| YOUR GOAL |
All of the data should be repeated exactly; pictures are not part of the copy.
━━━━━━━━━━
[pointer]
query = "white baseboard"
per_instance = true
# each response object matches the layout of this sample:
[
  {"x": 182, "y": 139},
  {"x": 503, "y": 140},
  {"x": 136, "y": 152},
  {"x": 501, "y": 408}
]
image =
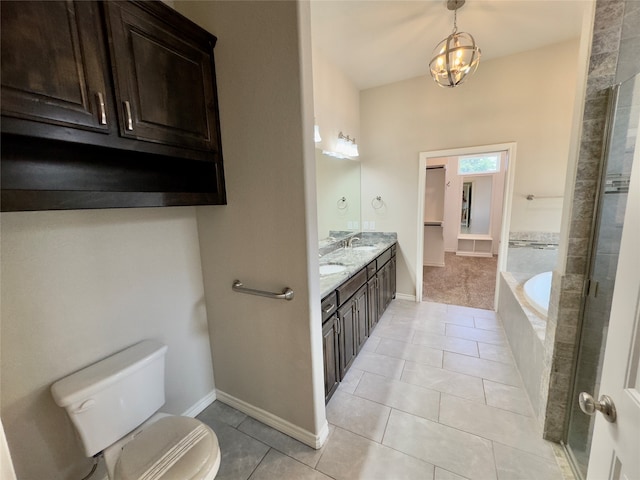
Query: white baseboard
[
  {"x": 200, "y": 405},
  {"x": 288, "y": 428},
  {"x": 404, "y": 296}
]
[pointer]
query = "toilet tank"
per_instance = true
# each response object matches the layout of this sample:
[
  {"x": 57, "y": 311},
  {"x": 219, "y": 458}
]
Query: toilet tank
[{"x": 108, "y": 399}]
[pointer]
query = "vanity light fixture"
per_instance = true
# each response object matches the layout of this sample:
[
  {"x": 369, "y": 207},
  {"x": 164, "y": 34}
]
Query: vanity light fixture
[
  {"x": 457, "y": 56},
  {"x": 347, "y": 146}
]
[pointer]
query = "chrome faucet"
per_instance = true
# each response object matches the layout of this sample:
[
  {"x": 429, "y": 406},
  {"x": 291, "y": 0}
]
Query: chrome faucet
[{"x": 351, "y": 240}]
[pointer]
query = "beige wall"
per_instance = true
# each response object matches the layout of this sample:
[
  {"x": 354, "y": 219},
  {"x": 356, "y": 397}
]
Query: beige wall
[
  {"x": 267, "y": 353},
  {"x": 78, "y": 286},
  {"x": 526, "y": 98}
]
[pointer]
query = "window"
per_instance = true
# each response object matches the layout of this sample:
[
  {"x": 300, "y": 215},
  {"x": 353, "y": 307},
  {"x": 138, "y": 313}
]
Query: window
[{"x": 477, "y": 164}]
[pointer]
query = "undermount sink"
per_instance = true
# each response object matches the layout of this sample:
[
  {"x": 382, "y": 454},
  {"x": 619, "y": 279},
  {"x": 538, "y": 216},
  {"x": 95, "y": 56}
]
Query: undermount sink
[
  {"x": 332, "y": 268},
  {"x": 365, "y": 248}
]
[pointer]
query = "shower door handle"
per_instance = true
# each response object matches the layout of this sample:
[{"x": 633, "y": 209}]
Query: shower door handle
[{"x": 605, "y": 406}]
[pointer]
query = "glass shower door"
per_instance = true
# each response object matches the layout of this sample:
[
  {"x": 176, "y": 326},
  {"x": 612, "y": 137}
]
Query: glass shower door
[{"x": 612, "y": 201}]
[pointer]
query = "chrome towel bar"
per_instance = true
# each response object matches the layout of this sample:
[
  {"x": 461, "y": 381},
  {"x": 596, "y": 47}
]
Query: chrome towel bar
[{"x": 287, "y": 293}]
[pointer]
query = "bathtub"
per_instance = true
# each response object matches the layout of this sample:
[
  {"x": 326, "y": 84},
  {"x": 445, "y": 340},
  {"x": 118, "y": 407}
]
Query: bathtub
[{"x": 537, "y": 291}]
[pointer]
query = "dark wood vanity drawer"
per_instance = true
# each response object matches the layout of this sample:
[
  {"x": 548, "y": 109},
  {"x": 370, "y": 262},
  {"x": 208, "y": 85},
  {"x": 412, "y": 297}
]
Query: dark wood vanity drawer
[
  {"x": 329, "y": 306},
  {"x": 351, "y": 286},
  {"x": 371, "y": 269},
  {"x": 384, "y": 258}
]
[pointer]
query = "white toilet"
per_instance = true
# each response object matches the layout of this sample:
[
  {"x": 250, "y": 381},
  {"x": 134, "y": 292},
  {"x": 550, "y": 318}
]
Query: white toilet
[{"x": 114, "y": 405}]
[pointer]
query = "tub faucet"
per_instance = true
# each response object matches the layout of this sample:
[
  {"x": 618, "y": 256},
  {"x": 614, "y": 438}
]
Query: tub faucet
━━━━━━━━━━
| RESPONSE TO THIS EXERCISE |
[pointer]
query = "white baseboard"
per_instance = true
# each response object matches the layout of this sample:
[
  {"x": 182, "y": 139},
  {"x": 503, "y": 140},
  {"x": 136, "y": 152},
  {"x": 501, "y": 408}
]
image =
Query: white baseboard
[
  {"x": 200, "y": 405},
  {"x": 288, "y": 428},
  {"x": 404, "y": 296}
]
[pointer]
query = "toilet tank"
per_instance = true
# each response object matches the layout of this sample:
[
  {"x": 57, "y": 311},
  {"x": 219, "y": 458}
]
Query: toilet tank
[{"x": 108, "y": 399}]
[pointer]
query = "vanity light fixture"
per_instance = true
# each response object matches the layout of this sample:
[
  {"x": 369, "y": 207},
  {"x": 164, "y": 34}
]
Query: vanity light fixture
[
  {"x": 457, "y": 56},
  {"x": 347, "y": 146}
]
[pointer]
query = "chrome faucet"
per_instance = true
# each response object matches the layout of this sample:
[
  {"x": 429, "y": 406},
  {"x": 291, "y": 0}
]
Query: chrome faucet
[{"x": 351, "y": 240}]
[pointer]
query = "beige wall"
per_instance = true
# each response object matches the layout of this sample:
[
  {"x": 354, "y": 219},
  {"x": 356, "y": 397}
]
Query: beige wall
[
  {"x": 267, "y": 353},
  {"x": 78, "y": 286},
  {"x": 526, "y": 98}
]
[pointer]
query = "window"
per_instance = true
# each response object matches the layout of this sample:
[
  {"x": 300, "y": 215},
  {"x": 353, "y": 307},
  {"x": 138, "y": 313}
]
Query: window
[{"x": 477, "y": 164}]
[pointer]
query = "undermount sink"
per_instance = true
# each response object matches the layout of this sample:
[
  {"x": 382, "y": 454},
  {"x": 619, "y": 279},
  {"x": 538, "y": 216},
  {"x": 95, "y": 56}
]
Query: undermount sink
[
  {"x": 332, "y": 268},
  {"x": 365, "y": 248}
]
[pointer]
query = "shower door handle"
per_instance = true
# each response object matches the layout of this sample:
[{"x": 633, "y": 209}]
Query: shower door handle
[{"x": 605, "y": 406}]
[pointer]
query = "glass shower door"
per_instance = true
# each response object matches the layout of this sample:
[
  {"x": 176, "y": 326},
  {"x": 612, "y": 137}
]
Query: glass shower door
[{"x": 612, "y": 201}]
[pointer]
query = "chrome towel bar"
per_instance = true
# each response object matches the layout of this sample:
[
  {"x": 461, "y": 381},
  {"x": 596, "y": 47}
]
Query: chrome towel bar
[{"x": 287, "y": 293}]
[pointer]
query = "bathtub"
per_instance = true
# each response object matches the layout of this sample:
[
  {"x": 326, "y": 84},
  {"x": 445, "y": 340},
  {"x": 118, "y": 407}
]
Query: bathtub
[{"x": 537, "y": 291}]
[pointer]
query = "dark wood vanity drawer"
per_instance = true
# each response object matches the layout of this sample:
[
  {"x": 548, "y": 109},
  {"x": 370, "y": 262},
  {"x": 208, "y": 85},
  {"x": 412, "y": 297}
]
Query: dark wood vanity drawer
[
  {"x": 329, "y": 306},
  {"x": 351, "y": 286},
  {"x": 371, "y": 269},
  {"x": 384, "y": 258}
]
[pointer]
query = "white toilet"
per_instance = true
# each response object matches the layout of this sample:
[
  {"x": 250, "y": 381},
  {"x": 134, "y": 292},
  {"x": 550, "y": 318}
]
Query: white toilet
[{"x": 114, "y": 405}]
[pointer]
query = "tub faucet"
per_instance = true
# each response object matches the layout of this sample:
[
  {"x": 618, "y": 256},
  {"x": 614, "y": 438}
]
Query: tub faucet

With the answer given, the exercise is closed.